Text excerpt –
------------------------------------

Mental Health was the subject for February’s meeting. We discussed the different types of mental illnesses and the serious effect it can have on individuals and their families. Michael talked us through his experience of living in Rural France and what was available from their health authorities, in comparison to the help we have here in England from the NHS.
Mental health awareness is being discussed openly in many public arenas, along with showing people how to take the practice of ‘Mindfulness’ seriously and how to include this in our daily lives.We looked at what help was available from statutory bodies, supporting charities and community support groups.
On the way out of the library we checked the notice board, and were encouraged to find 14 posters,offering support from the NHS to local charities and community groups. Offering help for severemental health issues, to dealing with loneliness, anxiety, depression, and many other relatedproblems in Bolsover.

------------------------------------

Entries shown –
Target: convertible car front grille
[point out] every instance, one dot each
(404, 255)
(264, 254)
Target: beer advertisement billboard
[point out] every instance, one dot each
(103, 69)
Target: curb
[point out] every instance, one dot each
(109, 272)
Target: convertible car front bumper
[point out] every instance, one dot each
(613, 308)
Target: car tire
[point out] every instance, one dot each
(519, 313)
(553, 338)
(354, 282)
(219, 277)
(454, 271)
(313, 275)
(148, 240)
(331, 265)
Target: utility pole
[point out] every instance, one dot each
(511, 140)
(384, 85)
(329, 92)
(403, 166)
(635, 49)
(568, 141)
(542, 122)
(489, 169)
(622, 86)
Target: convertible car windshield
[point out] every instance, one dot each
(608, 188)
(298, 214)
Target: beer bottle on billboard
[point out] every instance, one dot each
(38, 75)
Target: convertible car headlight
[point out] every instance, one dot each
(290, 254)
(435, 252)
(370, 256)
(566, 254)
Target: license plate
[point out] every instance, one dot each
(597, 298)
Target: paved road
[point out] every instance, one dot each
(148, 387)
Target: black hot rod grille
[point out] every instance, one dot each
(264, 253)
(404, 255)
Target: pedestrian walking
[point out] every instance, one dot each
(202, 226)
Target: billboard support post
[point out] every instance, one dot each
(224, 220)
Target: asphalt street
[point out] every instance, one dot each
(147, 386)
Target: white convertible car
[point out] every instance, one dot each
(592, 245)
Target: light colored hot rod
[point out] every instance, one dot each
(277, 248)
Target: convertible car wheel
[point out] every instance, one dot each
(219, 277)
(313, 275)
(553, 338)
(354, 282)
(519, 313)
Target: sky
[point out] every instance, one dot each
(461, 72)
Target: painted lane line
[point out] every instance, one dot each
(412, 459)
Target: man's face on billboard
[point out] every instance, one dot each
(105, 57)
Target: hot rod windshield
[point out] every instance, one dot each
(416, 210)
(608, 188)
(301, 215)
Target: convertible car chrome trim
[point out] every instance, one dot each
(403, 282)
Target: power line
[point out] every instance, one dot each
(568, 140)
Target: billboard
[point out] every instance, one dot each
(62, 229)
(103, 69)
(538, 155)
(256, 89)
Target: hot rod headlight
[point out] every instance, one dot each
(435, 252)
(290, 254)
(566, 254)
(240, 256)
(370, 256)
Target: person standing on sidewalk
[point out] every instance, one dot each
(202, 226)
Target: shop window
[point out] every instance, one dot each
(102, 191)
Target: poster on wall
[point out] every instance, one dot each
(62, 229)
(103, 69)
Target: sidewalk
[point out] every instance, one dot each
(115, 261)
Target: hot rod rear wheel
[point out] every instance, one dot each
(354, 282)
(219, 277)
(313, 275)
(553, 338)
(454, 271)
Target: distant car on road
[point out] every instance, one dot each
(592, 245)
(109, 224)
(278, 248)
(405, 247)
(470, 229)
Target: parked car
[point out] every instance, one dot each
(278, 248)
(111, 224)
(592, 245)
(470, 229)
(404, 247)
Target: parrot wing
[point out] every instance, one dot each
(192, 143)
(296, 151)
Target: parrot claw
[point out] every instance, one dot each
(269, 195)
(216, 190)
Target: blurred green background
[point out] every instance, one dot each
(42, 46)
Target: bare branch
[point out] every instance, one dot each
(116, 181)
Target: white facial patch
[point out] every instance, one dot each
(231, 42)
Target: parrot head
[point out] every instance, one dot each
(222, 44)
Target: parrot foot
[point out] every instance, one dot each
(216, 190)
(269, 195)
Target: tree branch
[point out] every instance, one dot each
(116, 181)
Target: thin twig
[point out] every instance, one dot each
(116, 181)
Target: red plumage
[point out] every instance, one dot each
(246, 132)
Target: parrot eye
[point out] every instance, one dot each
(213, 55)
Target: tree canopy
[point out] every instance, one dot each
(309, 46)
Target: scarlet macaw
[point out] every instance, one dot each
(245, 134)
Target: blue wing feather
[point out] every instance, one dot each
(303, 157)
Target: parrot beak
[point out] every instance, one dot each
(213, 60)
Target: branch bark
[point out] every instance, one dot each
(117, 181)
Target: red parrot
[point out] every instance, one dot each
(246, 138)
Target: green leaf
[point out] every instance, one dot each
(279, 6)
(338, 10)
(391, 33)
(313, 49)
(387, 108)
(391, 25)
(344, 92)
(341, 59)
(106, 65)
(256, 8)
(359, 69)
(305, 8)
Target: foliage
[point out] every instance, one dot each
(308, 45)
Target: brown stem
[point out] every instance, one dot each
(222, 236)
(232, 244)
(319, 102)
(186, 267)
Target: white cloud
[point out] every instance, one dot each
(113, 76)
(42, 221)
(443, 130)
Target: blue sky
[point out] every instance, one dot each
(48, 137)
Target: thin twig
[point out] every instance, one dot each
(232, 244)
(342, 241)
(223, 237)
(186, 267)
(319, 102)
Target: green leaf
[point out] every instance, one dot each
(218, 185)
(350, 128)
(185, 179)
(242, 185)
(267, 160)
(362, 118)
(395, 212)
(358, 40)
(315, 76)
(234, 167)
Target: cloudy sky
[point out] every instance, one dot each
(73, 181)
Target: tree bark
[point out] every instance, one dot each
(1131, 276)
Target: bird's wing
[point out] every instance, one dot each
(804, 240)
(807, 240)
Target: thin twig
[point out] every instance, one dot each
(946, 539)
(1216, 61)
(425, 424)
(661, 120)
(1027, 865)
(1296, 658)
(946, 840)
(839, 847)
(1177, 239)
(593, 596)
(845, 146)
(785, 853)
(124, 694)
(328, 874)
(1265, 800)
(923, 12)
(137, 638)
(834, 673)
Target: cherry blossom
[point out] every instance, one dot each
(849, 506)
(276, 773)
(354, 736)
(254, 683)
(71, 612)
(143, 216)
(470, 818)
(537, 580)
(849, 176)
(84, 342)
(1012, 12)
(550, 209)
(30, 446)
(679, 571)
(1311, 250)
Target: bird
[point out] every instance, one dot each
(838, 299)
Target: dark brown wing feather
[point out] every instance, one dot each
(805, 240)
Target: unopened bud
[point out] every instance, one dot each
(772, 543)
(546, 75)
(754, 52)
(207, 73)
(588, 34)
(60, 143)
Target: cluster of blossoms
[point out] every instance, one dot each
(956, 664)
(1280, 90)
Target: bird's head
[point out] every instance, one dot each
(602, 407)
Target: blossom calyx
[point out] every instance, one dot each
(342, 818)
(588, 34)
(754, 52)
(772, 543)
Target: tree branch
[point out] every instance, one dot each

------------------------------------

Work request 1 – In the February meeting report, translate this sentence into Spanish: "Mental Health was the subject for February’s meeting."
Work request 2 – Rewrite the February meeting report between "Mental health awareness" and "community support groups.", inclusive, changing "public arenas" to "public forums".

Task response 1 – La salud mental fue el tema de la reunión de febrero.

Task response 2 –
Mental health awareness is being discussed openly in many public forums, along with showing people how to take the practice of ‘Mindfulness’ seriously and how to include this in our daily lives.We looked at what help was available from statutory bodies, supporting charities and community support groups.